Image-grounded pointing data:
-------------------------

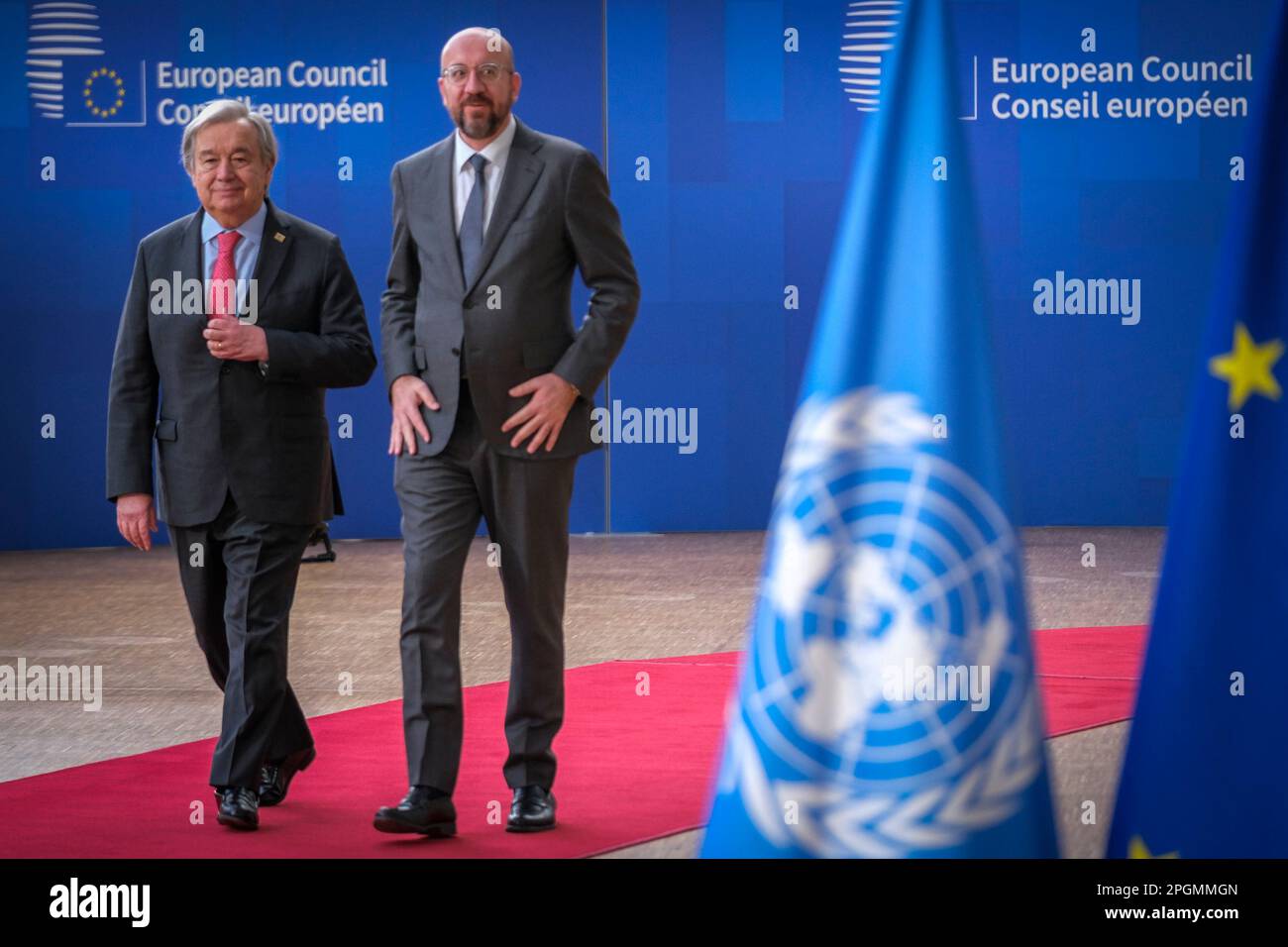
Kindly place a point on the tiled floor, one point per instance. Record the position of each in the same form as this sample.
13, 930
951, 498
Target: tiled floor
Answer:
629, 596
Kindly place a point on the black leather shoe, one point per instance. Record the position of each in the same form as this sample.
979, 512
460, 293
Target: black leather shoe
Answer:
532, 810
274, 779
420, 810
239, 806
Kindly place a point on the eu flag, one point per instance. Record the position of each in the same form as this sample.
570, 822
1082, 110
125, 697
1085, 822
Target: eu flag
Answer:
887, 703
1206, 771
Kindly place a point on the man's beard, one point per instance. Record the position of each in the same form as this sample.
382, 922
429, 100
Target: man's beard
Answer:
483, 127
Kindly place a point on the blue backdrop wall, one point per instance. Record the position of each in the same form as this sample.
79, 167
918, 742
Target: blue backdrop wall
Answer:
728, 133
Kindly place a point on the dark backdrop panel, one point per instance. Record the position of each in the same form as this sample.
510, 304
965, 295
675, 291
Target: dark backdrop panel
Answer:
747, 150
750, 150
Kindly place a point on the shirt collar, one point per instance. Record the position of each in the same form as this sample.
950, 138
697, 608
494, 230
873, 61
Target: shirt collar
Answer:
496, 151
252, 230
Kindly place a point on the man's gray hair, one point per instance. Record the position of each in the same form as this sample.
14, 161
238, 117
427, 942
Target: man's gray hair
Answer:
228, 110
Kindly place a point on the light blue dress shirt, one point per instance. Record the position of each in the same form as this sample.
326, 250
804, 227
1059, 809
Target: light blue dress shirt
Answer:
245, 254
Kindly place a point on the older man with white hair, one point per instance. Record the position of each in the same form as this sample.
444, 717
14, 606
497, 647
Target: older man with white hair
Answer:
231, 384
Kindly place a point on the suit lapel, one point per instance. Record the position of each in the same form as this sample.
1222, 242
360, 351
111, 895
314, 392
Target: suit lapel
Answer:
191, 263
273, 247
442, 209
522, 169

-------------------------

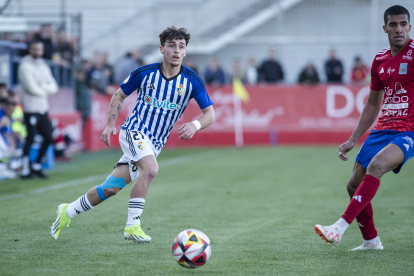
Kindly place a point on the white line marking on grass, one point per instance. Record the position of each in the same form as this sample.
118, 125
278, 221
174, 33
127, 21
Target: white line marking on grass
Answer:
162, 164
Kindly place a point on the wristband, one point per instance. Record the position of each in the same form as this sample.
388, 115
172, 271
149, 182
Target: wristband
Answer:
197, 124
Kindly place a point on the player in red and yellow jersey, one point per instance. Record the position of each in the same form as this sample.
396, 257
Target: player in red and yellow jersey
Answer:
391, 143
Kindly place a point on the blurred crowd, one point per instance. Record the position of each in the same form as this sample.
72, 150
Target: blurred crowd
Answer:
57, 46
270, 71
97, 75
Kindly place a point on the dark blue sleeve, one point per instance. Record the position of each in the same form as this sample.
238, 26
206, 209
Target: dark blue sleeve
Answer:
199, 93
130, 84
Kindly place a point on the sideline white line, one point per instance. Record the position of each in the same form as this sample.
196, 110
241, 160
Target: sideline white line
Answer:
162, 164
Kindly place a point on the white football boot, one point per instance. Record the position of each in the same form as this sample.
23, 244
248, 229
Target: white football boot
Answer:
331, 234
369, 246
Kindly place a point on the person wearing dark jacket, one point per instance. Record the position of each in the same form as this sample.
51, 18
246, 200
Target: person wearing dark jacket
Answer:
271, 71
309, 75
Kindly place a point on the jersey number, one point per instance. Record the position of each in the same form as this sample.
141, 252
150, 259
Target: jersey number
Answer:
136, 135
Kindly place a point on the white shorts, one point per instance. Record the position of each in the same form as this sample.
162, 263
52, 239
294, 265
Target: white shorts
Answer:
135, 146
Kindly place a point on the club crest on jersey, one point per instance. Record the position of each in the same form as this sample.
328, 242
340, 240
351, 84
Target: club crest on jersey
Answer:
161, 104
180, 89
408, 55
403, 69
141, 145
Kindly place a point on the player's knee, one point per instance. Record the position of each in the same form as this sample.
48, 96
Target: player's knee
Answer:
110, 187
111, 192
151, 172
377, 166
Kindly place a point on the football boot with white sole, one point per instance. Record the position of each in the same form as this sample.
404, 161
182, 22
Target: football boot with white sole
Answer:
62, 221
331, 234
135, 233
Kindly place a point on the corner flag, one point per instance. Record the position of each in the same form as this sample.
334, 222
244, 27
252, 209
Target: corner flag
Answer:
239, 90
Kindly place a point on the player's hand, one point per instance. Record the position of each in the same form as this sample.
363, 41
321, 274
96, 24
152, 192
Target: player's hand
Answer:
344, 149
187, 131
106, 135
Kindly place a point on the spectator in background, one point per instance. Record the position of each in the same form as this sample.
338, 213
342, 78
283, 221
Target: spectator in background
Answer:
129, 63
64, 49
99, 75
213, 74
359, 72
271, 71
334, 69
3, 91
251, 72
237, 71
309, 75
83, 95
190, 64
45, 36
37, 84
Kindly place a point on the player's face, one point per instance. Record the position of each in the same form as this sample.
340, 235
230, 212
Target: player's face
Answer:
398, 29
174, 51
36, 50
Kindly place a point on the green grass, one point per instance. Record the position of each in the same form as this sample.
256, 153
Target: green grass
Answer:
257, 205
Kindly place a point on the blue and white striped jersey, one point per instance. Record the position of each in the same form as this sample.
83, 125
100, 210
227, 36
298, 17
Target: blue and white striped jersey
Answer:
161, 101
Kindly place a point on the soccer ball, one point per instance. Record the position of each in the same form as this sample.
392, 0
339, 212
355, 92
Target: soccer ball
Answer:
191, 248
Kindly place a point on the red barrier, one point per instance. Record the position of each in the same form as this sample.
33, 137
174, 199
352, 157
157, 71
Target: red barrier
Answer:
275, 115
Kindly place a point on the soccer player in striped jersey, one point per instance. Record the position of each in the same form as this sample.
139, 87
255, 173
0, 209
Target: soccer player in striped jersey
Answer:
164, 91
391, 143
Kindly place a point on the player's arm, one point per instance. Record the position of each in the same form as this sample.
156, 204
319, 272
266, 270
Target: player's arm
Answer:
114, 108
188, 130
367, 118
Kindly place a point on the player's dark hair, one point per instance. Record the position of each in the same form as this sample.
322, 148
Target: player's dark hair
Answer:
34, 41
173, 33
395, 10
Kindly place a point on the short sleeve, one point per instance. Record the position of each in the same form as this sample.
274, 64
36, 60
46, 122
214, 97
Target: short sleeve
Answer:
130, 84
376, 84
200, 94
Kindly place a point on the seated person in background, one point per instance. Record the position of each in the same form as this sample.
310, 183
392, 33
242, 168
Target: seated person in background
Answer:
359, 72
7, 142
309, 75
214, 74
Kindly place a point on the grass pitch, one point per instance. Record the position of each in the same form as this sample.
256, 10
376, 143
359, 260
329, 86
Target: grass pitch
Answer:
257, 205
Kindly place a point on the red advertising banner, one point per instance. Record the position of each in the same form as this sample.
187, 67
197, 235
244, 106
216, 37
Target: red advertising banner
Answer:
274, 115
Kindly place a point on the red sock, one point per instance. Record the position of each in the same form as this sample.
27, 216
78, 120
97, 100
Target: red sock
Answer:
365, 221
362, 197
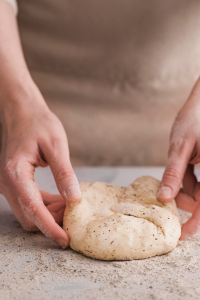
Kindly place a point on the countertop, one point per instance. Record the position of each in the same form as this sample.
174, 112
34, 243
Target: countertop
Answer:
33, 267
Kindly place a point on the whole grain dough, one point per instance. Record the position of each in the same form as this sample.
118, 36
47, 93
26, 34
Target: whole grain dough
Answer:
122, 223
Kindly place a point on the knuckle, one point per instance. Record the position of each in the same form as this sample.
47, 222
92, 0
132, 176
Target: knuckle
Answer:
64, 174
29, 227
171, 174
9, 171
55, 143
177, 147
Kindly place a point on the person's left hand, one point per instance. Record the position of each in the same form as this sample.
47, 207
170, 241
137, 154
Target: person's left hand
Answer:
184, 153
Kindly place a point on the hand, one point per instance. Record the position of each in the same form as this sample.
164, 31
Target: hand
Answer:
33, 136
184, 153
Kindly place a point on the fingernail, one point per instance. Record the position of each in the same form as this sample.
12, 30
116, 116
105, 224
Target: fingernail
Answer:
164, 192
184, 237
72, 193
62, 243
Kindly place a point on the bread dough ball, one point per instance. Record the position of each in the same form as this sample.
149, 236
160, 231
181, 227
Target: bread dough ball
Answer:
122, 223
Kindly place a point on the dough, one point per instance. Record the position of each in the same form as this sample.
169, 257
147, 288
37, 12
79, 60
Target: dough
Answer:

-------------------------

Could you find each line in the entries that contains the string "number" and copy it?

#### ANSWER SECTION:
Kindly place a point on the jersey number, one point per instance. Record the position of each in the same form as this sample.
Target: jersey number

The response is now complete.